┌─ RECORD EXTRACTS
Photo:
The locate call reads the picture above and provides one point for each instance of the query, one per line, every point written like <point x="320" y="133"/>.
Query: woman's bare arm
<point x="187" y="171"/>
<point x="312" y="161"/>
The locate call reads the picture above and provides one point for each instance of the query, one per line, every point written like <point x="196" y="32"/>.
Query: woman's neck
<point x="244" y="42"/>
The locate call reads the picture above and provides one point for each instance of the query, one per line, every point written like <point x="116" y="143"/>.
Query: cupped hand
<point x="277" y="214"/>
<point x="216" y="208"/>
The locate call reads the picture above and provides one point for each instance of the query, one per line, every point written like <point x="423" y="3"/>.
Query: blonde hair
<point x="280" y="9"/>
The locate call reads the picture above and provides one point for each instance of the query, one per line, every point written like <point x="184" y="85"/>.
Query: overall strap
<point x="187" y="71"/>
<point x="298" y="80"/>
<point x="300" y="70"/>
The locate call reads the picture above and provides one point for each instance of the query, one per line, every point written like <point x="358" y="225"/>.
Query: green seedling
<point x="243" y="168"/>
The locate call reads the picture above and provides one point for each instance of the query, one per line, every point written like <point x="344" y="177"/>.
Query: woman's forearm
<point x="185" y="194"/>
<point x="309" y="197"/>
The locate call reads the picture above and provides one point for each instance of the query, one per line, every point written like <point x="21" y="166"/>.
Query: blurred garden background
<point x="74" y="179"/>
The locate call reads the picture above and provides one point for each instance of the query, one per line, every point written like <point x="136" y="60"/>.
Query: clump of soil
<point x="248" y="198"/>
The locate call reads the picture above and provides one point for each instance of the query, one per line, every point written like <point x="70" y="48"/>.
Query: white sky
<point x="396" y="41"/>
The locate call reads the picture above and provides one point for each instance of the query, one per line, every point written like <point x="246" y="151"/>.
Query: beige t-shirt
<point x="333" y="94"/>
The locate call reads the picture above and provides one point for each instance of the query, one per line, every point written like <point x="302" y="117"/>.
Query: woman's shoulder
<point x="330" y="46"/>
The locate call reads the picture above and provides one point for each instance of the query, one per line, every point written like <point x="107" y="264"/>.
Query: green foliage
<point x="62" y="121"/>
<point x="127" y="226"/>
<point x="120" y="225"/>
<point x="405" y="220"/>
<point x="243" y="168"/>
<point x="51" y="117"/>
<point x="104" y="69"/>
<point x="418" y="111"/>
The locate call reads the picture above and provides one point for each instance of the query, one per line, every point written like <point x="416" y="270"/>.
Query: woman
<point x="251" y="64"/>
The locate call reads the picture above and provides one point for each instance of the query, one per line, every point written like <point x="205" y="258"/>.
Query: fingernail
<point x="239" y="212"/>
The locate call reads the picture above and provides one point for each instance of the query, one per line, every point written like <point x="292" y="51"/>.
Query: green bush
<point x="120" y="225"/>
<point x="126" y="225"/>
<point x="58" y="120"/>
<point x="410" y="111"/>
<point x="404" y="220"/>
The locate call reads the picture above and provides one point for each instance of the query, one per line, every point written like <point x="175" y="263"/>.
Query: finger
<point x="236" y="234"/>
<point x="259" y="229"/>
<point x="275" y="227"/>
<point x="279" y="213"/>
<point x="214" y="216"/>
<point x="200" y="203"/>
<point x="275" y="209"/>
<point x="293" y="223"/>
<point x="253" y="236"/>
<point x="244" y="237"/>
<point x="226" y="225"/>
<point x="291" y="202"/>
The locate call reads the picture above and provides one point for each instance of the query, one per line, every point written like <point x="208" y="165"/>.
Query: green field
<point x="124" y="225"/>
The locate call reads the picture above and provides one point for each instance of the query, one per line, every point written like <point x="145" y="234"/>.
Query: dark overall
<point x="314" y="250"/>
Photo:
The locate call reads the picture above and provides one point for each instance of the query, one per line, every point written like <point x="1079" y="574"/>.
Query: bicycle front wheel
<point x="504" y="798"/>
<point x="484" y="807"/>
└─
=== BRIEF ===
Each record above should be restated word for word.

=== TASK OUTPUT ===
Photo:
The locate call reads the picture above and provides one point for each instance of the query, one per line, every point written like <point x="320" y="133"/>.
Query: woman's bare arm
<point x="187" y="171"/>
<point x="312" y="161"/>
The locate call reads the picture above and provides one point for each instance of the query, one per line, every point written like <point x="196" y="32"/>.
Query: woman's neck
<point x="244" y="42"/>
The locate call reads the picture above and provides one point for each instance of the query, one per line, every point written like <point x="116" y="143"/>.
Query: cupped hand
<point x="277" y="214"/>
<point x="216" y="208"/>
The locate call reads the picture above and provides one point for each instance of the query, one per line, every point written like <point x="423" y="3"/>.
Query: blonde hair
<point x="280" y="9"/>
The locate call reads the picture above and provides one point for each instance of the query, one per line, every point written like <point x="184" y="85"/>.
Query: overall strap
<point x="187" y="71"/>
<point x="298" y="80"/>
<point x="300" y="70"/>
The locate call reads the picture above and provides one point for each instance of the query, one per line, every point written like <point x="358" y="225"/>.
Query: green seedling
<point x="243" y="168"/>
The locate call reads the picture above and provides one point for each instance of the query, one per line, every point written like <point x="344" y="177"/>.
Query: woman's forearm
<point x="185" y="194"/>
<point x="309" y="197"/>
The locate call reads the picture above and provides one point for each instance of the query, one per line, every point written like <point x="21" y="166"/>.
Query: blurred garden background
<point x="74" y="179"/>
The locate call reads the picture above and provides one point for each instance of the query, one per line, every point written like <point x="136" y="60"/>.
Query: clump of soil
<point x="248" y="198"/>
The locate call reads the picture above and provides one point for each instance of the query, one per line, every point written like <point x="70" y="48"/>.
Query: white sky
<point x="396" y="41"/>
The locate call reads the picture above and provides one point for each instance of the query, one per line, every point written like <point x="246" y="151"/>.
Query: beige t-shirt
<point x="333" y="94"/>
The locate call reads the picture above and provides one point for each instance of the query, one per line, every point written like <point x="302" y="117"/>.
Query: woman's shoulder
<point x="330" y="46"/>
The locate call reads the picture above and provides one point for each instance of the query, one per line, every point written like <point x="107" y="264"/>.
Query: green foliage
<point x="62" y="121"/>
<point x="127" y="226"/>
<point x="120" y="225"/>
<point x="405" y="220"/>
<point x="243" y="168"/>
<point x="51" y="117"/>
<point x="104" y="69"/>
<point x="418" y="111"/>
The locate call reads the picture above and provides one point for each instance of the query, one per line, every point written like <point x="416" y="270"/>.
Query: woman
<point x="251" y="64"/>
The locate call reads the picture above and provides one point for each instance of the query, one per line, every point written like <point x="205" y="258"/>.
Query: fingernail
<point x="239" y="212"/>
The locate call reads the picture above and provides one point for each instance of the query, one per line, every point written like <point x="292" y="51"/>.
Query: green bush
<point x="120" y="225"/>
<point x="126" y="225"/>
<point x="58" y="120"/>
<point x="410" y="111"/>
<point x="404" y="220"/>
The locate call reads the picture above and provides one point for each instance of the query, one per line, every point written like <point x="175" y="263"/>.
Query: finger
<point x="236" y="234"/>
<point x="259" y="229"/>
<point x="275" y="227"/>
<point x="279" y="213"/>
<point x="214" y="216"/>
<point x="200" y="203"/>
<point x="275" y="209"/>
<point x="293" y="223"/>
<point x="253" y="236"/>
<point x="244" y="237"/>
<point x="226" y="225"/>
<point x="291" y="202"/>
The locate call reads the picture above and provides one point for each instance of the query, one per line, every point written like <point x="208" y="165"/>.
Query: green field
<point x="124" y="225"/>
The locate call reads the picture above and provides one point for each instance of the query, one per line, every point written like <point x="145" y="234"/>.
Query: dark overall
<point x="314" y="250"/>
Photo:
The locate call reads the picture above and provides one point for each instance of the query, one per line, every point written like <point x="1079" y="574"/>.
Query: bicycle front wheel
<point x="504" y="798"/>
<point x="484" y="807"/>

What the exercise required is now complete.